Document section:
Born in 1955, the son of Portuguese immigrants to Mozambique, Couto lived through political conflict, economic struggle, and civil war, witnessing his country’s transition from a Portuguese colony to a part of postcolonial Africa. Some readers may question the perspective a son of Portuguese parents can provide on the challenges facing Mozambique. The country is just now addressing how best to develop its economy to take advantage of plentiful natural resources. It is also challenged by significant cultural and economic gaps between urban and rural Mozambique. A minority of the population speaks Portuguese, Mozambique’s official language. And in addition to a variety of languages of dialects spoken by Mozambicans, they are also divided by different religions: animism, Christianity, and Islam.
Readers of Couto’s fiction know his greatest talent may be the ability to listen to others, to value cultural difference, to capture transitions and question Western commitment to a non-Western authenticity, lives simplified and frozen in amber. Although Western readers sometimes describe Couto’s fiction as African magical realism, Couto represents the liminal state of his world, where animism meets Christian traditions, and where characters move across porous boundaries dividing urban centers from rural villages. In Pensativities, Couto puts his humanistic agenda into action, as he invites his audiences to join him in “exchang[ing] culture” and “produc[ing] hybridities.” In doing so, Couto interrogates Mozambique’s past, present, and future. He acknowledges the challenges facing his country across this essay collection: the struggle to create a productive elite in “Poor Rich People”; the challenges of giving birth to urban citizens and civic discourse in “Citizenship in Search of Its City”; the attempts to reach across cultural differences separating rural savannah from urban metropolis in “Languages We Don’t Know” and “The Waters of Biodiversity”; and the quest for models to turn Portuguese from a language of colonial oppression to one of postcolonial expression in “Dreaming of Home.”

Written exercise 1: Reproduce the passage on Couto from "Born in 1955, the" to "Christianity, and Islam." word for word.
The records have no connection to the passage on Couto.

Data shown:
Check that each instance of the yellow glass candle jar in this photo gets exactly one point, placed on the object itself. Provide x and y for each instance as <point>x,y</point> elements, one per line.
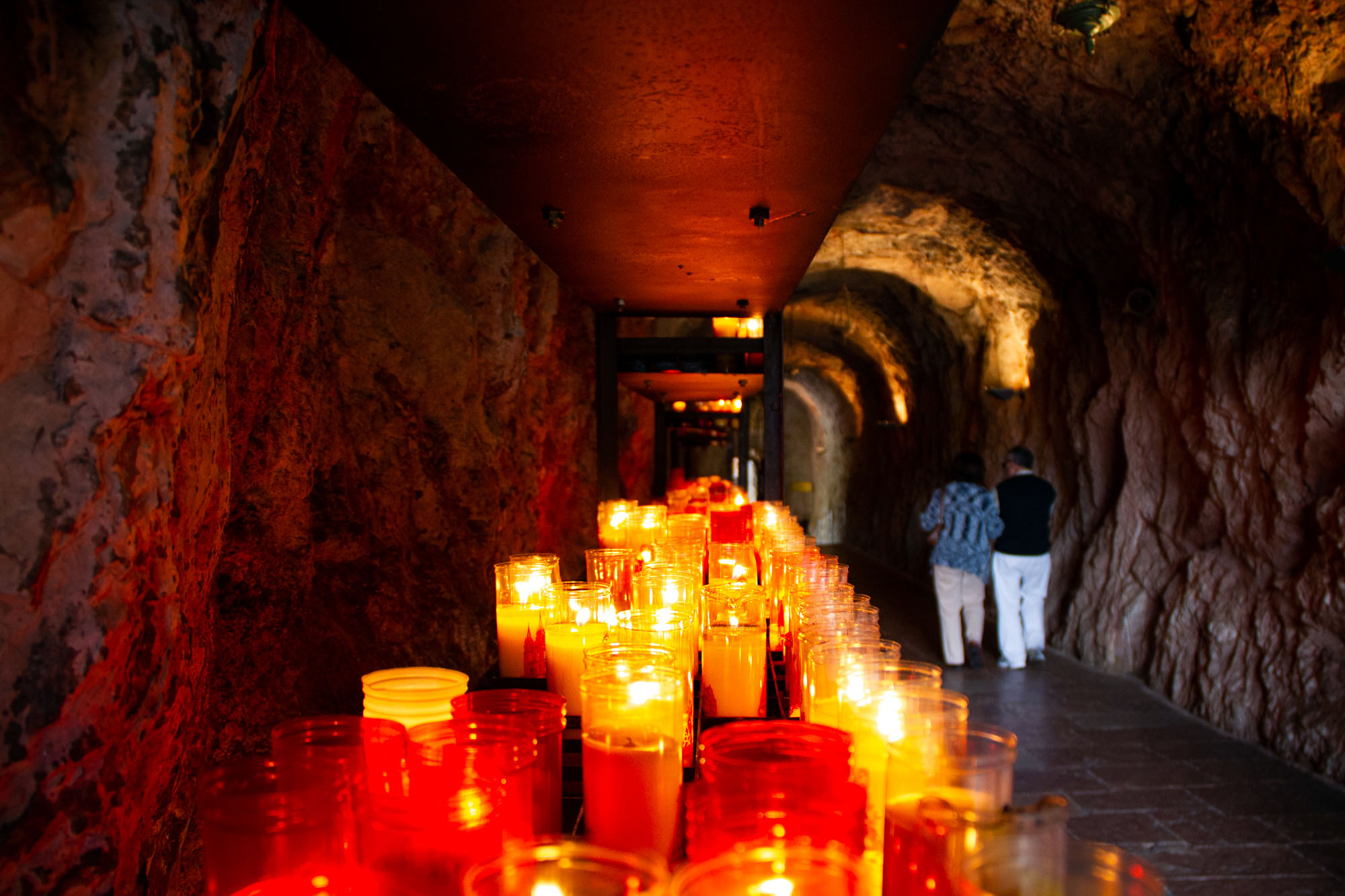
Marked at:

* * *

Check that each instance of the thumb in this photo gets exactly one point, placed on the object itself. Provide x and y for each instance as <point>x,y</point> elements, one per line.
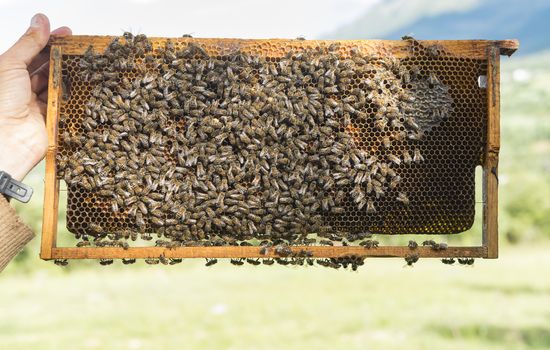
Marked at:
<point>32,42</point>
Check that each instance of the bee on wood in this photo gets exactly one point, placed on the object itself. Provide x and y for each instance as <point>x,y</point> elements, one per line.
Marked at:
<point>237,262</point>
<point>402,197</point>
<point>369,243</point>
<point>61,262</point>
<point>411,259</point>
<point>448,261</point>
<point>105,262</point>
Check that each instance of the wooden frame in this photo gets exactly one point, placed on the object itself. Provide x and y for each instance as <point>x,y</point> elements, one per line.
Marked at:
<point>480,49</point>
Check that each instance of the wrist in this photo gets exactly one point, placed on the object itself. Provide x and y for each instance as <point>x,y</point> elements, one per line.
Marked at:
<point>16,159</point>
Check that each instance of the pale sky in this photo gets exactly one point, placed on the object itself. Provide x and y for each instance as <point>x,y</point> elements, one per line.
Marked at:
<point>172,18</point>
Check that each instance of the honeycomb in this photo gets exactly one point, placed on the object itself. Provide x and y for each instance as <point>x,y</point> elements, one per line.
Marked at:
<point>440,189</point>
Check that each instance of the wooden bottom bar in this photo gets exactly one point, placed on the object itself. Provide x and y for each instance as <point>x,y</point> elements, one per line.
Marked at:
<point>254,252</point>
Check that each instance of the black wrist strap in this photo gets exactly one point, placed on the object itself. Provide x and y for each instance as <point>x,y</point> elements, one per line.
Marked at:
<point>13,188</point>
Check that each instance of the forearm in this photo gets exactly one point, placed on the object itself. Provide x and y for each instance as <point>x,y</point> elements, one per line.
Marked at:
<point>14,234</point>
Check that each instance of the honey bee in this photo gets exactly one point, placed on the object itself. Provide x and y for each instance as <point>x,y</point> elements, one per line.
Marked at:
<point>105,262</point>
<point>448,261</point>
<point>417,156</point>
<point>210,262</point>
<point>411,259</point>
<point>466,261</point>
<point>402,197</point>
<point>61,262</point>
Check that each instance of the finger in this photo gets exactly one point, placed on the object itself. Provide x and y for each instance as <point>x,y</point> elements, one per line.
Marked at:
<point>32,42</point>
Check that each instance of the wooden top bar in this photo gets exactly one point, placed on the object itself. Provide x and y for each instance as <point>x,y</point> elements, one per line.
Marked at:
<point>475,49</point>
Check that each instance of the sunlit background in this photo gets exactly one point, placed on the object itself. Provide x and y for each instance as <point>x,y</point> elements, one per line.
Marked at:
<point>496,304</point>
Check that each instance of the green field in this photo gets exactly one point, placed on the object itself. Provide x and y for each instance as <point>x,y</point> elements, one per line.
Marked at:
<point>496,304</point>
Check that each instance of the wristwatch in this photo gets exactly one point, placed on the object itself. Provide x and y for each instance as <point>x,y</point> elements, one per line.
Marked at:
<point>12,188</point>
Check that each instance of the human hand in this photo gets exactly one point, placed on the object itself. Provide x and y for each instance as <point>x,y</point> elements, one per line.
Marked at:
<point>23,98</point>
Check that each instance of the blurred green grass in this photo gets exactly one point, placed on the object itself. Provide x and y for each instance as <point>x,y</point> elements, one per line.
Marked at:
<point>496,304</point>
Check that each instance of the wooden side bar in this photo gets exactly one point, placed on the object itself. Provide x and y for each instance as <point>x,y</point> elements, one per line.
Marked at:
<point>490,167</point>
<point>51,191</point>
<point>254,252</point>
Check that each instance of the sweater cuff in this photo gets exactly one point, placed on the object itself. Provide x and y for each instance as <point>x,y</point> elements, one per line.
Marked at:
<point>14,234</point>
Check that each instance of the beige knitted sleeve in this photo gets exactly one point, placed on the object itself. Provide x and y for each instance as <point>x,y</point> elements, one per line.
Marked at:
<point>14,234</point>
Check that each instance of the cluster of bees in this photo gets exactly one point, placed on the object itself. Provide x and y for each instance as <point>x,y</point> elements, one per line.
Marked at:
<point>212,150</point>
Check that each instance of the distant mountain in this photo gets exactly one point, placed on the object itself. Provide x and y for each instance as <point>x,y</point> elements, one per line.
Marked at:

Written exercise 2: Pick out every line of the records that contains the word "wooden", matching case exactly.

Exercise output 1:
Born in 1955, the son of Portuguese immigrants to Mozambique, Couto lived through political conflict, economic struggle, and civil war, witnessing his country’s transition from a Portuguese colony to a part of postcolonial Africa. Some readers may question the perspective a son of Portuguese parents can provide on the challenges facing Mozambique. The country is just now addressing how best to develop its economy to take advantage of plentiful natural resources. It is also challenged by significant cultural and economic gaps between urban and rural Mozambique. A minority of the population speaks Portuguese, Mozambique’s official language. And in addition to a variety of languages of dialects spoken by Mozambicans, they are also divided by different religions: animism, Christianity, and Islam.

Exercise output 2:
Check that each instance of the wooden frame in this photo gets exactly one point, placed on the object itself. Provide x and y for each instance as <point>x,y</point> elements, one per line.
Check that each instance of the wooden bottom bar in this photo gets exactly one point, placed on the object itself. Provide x and y for each instance as <point>x,y</point> elements, one per line.
Check that each instance of the wooden top bar in this photo gets exactly one point, placed on the object itself. Provide x and y for each instance as <point>x,y</point> elements, one per line.
Check that each instance of the wooden side bar in this photo gets exactly one point, placed on the object itself. Provide x and y for each instance as <point>x,y</point> elements, one per line.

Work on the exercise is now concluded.